### Page excerpt:
Serra was cast out of the UFC, only to return for the fourth season of “The Ultimate Fighter”, where he fought his way to the top and defeated Chris Lytle to win the show and earn an immediate title shot at the welterweight champion, Georges St. Pierre. The pair met at UFC 69, and once again, Serra did the unthinkable and knocked down GSP with a mighty hook. The New York-native leapt on GSP much like he did with Parisyan almost two years earlier, but this time after being unable to finish GSP, he got off of the champ and let him get back to his feet. Once standing, Serra did more of the same, making the Canadian crumble once more and then working to finish him with strikes and becoming the new Welterweight champion of the UFC.
So how does all of this compare to what happened last night with Brock Lesnar and Shane Carwin? After all, Serra is a different fighter in a different weight class fighting different people! Last night, Carwin leveled Lesnar with his boulders for hands and just like Serra did with Parisyan and then from a similar position, pushed forward and dropped punches from top position, not a full mount either but just from a top position with Lensar’s legs still active. Shane pounded away, chipping away at Lesnar but not doing enough damage to finish him.
The question of whether Josh Rosenthal should have stepped in to stop the fight is debatable, similarly as Parisyan VS Serra was. To Lesnar’s credit, his hands were guarding his face and while he is not doing much to better his position he was blocking punches and when possible, he used his legs to push Carwin away twice. While Carwin was looking to finish, he was also tiring himself out quickly. His stamina was always an unknown factor but we did know that Lesnar could go the distance.
Once the second round started, Carwin was still aggressively chasing Lesnar despite his cardio disappearing. It was only a matter of time that he got sloppy and tired, and once he did Lesnar took a double leg and quickly worked not for strikes, but for that arm triangle choke that ended their dance.
During that first knockdown and ground & pound session, if Carwin had actually let Lesnar up, he most likely could have put Brock back on his ass in a matter of a few punches. In fact, it looked like after the first time Brock pushed off, he was trying to employ that strategy but grew impatient and jumped back on him. Had he waited a few more moments, Rosenthal would have definitely forced Brock to get back to his feet and put Brock back at a disadvantage. Knocking down a fresh Lesnar was a feat unto itself, but knocking down a stunned Lesnar would have been much easier and would have pushed Carwin into a TKO win, if not KO.
Carwin is still a young fighter and this was a good lesson for him patience, and he now knows what he has to work on to improve himself. That is what losses do, just as Serra recovered from his loss and put into practice what failed him the first time to do it right the next time it presented itself. I believe if these two fighters met again, Carwin could do the same thing he did to Brock in this meeting in the opening minutes, only next time he should be patient and let Lesnar come to him in a weakened state, instead of exhausting himself on a defending Lesnar and exposing his weaknesses for Lesnar to take advantage of after the reset.
What do you think? Would this strategy work for Carwin or is there something else you think he could have done differently to win? Or no matter what, would it not matter and would Brock end up with his arm raised once more?

### Data extracts:
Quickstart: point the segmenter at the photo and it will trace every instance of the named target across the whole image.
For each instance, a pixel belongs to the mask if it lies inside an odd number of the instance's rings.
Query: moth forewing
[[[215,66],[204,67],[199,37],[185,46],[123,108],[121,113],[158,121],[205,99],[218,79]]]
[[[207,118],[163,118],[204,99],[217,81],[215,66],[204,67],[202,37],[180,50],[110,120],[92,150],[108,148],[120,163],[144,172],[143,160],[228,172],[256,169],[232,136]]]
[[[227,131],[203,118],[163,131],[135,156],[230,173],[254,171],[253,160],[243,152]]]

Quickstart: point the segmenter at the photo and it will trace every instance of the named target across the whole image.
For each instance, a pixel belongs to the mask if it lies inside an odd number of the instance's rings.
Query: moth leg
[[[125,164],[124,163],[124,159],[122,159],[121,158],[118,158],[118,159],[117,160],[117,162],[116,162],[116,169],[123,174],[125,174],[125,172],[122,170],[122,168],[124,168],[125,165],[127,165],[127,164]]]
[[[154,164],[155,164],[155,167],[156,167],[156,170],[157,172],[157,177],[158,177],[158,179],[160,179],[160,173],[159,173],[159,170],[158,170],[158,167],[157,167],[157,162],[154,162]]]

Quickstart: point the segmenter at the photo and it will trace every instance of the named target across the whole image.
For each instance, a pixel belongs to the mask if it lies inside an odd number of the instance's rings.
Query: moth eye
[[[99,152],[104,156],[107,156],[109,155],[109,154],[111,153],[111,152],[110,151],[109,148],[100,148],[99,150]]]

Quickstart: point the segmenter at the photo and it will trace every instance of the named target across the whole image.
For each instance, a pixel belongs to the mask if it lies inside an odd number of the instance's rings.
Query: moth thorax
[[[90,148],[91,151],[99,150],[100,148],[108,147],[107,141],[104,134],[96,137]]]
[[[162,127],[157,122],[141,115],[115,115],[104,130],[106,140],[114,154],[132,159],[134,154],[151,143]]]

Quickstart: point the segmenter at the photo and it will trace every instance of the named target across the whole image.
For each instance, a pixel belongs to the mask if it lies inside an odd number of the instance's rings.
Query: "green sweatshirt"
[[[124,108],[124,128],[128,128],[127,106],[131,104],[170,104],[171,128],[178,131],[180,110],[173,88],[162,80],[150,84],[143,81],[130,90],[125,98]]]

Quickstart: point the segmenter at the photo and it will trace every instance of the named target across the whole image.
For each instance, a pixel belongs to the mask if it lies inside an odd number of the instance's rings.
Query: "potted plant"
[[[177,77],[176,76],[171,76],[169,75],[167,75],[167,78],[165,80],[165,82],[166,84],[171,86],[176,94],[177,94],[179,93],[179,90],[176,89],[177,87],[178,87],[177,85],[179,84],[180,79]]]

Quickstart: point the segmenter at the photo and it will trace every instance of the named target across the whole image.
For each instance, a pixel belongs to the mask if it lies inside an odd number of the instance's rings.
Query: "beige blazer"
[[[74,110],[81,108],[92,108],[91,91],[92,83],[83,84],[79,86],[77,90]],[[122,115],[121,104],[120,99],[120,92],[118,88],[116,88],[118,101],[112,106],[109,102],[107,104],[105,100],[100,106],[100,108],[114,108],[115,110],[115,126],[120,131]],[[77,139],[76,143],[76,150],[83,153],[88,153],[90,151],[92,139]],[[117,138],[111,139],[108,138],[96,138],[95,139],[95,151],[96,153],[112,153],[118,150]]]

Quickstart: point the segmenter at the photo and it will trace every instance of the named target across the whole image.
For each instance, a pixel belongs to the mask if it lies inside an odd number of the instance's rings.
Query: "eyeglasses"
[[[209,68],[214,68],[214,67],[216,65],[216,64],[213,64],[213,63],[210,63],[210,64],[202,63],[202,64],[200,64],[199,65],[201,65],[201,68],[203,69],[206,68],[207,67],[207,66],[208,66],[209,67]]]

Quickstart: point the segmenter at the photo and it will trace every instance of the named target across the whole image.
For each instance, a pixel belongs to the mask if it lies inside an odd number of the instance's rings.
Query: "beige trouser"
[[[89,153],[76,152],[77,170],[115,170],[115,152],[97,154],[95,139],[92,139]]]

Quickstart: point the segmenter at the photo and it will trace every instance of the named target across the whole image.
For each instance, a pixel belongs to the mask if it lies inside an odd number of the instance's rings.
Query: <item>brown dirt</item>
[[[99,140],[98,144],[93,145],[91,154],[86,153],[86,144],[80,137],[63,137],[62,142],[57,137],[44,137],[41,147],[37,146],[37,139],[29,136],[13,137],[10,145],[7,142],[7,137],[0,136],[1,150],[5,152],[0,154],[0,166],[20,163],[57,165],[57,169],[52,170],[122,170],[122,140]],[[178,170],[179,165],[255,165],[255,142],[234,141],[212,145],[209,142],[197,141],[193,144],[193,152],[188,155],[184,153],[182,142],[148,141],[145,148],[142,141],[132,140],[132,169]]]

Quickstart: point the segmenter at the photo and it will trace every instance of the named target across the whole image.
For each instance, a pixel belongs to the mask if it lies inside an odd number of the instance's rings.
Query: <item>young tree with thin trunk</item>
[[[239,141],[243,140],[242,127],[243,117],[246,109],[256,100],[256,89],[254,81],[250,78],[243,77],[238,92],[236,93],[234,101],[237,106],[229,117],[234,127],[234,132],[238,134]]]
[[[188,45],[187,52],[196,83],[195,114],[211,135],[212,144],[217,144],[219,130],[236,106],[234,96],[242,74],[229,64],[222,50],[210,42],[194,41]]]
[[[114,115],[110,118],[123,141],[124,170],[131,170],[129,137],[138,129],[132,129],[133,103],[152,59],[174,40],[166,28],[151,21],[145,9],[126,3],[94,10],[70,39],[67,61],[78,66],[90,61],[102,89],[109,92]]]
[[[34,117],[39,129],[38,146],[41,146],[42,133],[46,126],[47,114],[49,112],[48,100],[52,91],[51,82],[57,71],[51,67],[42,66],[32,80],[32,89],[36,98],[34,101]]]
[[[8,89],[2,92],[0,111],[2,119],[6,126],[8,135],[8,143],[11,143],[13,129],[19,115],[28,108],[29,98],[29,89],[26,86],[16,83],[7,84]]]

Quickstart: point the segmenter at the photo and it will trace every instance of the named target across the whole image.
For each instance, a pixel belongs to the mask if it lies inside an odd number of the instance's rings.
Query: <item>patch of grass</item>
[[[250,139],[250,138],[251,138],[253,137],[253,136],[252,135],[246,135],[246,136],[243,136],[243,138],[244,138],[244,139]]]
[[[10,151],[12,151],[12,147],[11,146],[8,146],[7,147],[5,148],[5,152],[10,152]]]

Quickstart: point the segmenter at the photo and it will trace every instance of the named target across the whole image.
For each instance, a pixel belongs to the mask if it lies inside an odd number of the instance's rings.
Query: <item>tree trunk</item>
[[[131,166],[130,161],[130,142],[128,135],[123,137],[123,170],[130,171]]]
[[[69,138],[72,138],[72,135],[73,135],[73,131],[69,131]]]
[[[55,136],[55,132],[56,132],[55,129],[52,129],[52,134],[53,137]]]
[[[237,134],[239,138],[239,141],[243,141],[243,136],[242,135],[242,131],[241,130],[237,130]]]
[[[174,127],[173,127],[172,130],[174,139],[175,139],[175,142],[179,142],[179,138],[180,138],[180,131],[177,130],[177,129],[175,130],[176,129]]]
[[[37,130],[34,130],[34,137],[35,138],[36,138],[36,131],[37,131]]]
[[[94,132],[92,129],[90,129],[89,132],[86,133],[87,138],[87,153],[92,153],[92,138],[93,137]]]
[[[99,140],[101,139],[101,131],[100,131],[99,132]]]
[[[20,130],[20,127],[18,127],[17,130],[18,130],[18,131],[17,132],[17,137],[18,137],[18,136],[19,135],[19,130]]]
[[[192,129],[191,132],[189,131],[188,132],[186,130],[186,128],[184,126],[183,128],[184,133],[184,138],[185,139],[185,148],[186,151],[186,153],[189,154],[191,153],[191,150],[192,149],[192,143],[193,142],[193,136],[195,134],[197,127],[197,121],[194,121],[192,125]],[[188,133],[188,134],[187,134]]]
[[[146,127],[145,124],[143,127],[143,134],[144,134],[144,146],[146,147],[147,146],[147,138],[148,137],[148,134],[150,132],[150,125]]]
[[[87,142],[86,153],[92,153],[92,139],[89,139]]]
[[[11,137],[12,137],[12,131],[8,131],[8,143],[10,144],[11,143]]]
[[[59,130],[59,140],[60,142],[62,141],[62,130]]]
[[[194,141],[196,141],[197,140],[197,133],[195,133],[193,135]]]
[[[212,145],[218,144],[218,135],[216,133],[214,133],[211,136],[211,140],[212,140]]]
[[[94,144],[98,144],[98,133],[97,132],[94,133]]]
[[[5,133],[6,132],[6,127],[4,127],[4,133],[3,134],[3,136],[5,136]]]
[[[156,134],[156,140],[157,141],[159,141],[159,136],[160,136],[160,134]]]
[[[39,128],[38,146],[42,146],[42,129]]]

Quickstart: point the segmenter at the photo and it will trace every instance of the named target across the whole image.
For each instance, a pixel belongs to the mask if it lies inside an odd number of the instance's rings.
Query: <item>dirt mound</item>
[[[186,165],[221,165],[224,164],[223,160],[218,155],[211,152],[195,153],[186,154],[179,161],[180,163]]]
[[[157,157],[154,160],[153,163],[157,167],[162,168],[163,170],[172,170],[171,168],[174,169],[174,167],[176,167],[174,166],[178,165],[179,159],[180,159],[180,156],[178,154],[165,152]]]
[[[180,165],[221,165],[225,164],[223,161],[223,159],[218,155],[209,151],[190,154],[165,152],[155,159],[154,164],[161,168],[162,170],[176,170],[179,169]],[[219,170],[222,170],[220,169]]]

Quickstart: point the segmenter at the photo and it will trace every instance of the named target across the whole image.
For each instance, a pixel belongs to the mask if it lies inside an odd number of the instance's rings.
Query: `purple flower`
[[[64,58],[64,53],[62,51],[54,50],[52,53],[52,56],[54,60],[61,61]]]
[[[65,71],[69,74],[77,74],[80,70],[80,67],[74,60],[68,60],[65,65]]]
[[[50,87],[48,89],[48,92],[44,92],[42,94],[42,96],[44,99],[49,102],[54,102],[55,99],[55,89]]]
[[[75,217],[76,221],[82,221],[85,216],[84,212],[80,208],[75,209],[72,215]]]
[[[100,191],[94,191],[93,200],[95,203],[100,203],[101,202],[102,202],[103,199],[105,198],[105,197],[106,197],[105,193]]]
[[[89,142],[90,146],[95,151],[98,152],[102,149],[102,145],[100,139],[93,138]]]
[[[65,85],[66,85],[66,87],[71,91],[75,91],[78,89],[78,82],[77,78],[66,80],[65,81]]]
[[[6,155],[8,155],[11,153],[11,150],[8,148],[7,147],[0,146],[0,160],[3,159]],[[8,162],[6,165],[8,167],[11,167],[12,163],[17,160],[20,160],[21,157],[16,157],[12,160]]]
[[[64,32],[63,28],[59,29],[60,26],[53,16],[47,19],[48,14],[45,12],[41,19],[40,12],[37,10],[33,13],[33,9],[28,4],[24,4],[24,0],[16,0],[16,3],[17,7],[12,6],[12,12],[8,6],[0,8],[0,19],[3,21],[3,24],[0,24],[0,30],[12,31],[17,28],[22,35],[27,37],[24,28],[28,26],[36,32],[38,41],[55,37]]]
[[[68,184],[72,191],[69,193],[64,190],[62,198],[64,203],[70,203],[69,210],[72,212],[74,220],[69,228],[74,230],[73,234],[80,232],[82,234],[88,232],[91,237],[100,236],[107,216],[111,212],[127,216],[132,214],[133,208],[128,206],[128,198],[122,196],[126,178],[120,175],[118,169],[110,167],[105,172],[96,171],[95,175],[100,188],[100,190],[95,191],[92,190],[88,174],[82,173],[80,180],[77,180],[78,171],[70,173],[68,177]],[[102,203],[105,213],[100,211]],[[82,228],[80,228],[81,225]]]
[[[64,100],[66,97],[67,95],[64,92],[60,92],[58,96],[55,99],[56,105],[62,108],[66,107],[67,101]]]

### Actions to take:
**1.** Condense the paragraph of the fight analysis that begins "Once the second round started" into one shorter sentence that keeps its main facts.
**2.** According to the fight analysis, why would Carwin have benefited from letting Lesnar get back to his feet after the first knockdown? Answer in one to three sentences.
**3.** From the fight analysis, copy the passage that begins at the words "So how does" and stop after "to finish him.".
The listing comes from a source unrelated to the fight analysis.

### Numbered responses:
**1.** In the second round, Carwin kept aggressively chasing Lesnar as his cardio faded, and once he grew sloppy and tired, Lesnar took a double leg and went for the arm triangle choke that ended the fight.

**2.** Had Carwin waited, Rosenthal would have forced Lesnar to stand up, putting him back at a disadvantage. Knocking down a stunned Lesnar would have been much easier than knocking down a fresh one, and it would likely have given Carwin a TKO or KO win.

**3.**
So how does all of this compare to what happened last night with Brock Lesnar and Shane Carwin? After all, Serra is a different fighter in a different weight class fighting different people! Last night, Carwin leveled Lesnar with his boulders for hands and just like Serra did with Parisyan and then from a similar position, pushed forward and dropped punches from top position, not a full mount either but just from a top position with Lensar’s legs still active. Shane pounded away, chipping away at Lesnar but not doing enough damage to finish him.